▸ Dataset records
**********

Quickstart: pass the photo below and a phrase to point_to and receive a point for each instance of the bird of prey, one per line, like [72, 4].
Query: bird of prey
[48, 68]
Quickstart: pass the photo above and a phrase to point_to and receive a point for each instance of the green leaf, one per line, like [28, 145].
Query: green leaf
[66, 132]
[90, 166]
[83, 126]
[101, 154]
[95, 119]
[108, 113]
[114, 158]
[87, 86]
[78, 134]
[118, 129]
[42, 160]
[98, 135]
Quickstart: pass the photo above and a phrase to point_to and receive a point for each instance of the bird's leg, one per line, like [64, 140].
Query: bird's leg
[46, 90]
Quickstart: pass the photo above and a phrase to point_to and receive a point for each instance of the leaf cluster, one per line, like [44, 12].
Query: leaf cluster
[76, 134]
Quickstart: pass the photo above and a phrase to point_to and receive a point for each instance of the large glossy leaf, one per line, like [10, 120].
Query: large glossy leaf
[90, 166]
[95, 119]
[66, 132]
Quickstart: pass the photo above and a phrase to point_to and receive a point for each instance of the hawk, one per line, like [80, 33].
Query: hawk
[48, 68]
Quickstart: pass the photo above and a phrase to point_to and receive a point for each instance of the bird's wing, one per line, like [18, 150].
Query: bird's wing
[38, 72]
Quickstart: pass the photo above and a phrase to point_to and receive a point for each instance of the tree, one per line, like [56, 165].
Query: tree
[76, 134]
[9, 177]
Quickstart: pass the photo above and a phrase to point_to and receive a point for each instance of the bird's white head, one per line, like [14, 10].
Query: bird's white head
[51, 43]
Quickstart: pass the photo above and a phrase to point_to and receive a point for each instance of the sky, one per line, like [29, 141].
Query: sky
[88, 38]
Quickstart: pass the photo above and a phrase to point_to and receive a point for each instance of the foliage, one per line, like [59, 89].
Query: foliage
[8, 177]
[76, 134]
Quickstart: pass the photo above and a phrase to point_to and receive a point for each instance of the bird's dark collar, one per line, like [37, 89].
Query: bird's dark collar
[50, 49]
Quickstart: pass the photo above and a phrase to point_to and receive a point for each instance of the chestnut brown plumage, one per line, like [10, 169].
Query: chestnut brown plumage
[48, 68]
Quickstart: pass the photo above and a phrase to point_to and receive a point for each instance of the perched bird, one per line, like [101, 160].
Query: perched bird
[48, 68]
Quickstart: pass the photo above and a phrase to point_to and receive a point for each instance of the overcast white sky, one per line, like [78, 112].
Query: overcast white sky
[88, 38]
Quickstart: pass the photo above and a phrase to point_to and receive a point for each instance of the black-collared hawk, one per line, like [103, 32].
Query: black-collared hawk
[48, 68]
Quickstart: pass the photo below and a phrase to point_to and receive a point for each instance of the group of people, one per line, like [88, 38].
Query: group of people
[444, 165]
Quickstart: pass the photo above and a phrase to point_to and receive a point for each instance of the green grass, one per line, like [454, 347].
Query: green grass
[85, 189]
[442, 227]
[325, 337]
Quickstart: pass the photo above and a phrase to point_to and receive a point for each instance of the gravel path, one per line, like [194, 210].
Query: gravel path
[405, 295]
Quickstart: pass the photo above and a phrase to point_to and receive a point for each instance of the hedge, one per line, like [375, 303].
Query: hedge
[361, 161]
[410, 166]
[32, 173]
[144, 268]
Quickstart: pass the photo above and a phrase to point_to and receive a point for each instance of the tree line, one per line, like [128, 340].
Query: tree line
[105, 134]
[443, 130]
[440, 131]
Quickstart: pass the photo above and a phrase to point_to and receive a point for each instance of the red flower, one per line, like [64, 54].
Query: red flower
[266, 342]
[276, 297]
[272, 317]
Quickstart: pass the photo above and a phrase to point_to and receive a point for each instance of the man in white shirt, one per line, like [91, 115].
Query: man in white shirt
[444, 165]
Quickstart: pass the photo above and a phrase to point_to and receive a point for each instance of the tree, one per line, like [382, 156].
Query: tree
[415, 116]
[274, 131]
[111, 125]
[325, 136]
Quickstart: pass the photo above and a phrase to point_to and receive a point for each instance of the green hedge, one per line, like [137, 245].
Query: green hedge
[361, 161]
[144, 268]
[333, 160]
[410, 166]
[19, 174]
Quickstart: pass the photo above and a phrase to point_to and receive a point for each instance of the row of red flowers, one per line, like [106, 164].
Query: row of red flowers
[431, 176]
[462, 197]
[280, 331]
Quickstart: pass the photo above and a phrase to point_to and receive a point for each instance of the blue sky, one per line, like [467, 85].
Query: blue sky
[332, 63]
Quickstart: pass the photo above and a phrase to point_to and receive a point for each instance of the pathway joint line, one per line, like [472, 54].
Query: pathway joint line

**********

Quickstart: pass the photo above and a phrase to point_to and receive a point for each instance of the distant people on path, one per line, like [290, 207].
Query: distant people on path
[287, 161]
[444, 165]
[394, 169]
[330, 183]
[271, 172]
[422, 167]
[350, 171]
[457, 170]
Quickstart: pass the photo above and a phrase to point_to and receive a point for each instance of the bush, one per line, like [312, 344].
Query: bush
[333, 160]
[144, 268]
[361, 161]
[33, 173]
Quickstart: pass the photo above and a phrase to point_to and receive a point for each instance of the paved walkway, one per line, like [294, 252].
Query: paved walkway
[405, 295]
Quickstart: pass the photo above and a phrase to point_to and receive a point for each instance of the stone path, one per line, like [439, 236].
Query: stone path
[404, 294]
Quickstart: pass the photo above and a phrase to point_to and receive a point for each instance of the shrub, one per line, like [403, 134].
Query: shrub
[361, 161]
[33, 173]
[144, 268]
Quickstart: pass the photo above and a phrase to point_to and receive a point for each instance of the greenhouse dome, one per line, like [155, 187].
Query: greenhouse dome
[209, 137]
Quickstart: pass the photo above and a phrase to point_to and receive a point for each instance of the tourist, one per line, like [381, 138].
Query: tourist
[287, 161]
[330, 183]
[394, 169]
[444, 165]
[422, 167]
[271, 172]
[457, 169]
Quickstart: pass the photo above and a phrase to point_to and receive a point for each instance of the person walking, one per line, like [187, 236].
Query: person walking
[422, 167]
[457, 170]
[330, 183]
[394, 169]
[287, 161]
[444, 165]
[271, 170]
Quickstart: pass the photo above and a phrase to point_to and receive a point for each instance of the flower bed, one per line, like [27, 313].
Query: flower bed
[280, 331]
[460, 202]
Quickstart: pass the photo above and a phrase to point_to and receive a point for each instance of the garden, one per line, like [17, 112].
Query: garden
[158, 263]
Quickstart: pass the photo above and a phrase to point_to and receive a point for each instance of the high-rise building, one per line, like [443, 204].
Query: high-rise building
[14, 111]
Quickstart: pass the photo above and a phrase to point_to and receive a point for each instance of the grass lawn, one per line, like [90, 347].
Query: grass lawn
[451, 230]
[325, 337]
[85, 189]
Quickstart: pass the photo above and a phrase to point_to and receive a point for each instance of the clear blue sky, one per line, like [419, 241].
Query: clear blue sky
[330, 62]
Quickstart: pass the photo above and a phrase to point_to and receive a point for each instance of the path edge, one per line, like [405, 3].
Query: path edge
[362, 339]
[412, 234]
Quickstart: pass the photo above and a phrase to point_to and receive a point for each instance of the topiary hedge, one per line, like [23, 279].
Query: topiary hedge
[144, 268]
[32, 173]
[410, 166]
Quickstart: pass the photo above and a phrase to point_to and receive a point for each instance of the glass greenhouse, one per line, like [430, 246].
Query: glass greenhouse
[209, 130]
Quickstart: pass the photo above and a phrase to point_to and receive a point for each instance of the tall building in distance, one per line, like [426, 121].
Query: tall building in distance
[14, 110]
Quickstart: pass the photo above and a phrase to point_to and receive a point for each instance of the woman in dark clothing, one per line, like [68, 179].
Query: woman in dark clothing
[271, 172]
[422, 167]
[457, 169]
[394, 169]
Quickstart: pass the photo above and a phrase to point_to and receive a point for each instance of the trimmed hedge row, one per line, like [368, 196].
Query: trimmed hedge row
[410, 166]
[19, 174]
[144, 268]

**********

▸ THE PROBLEM
The number of lines above containing the word "pathway" is all that should be returned.

▸ OUTPUT OF THE TASK
2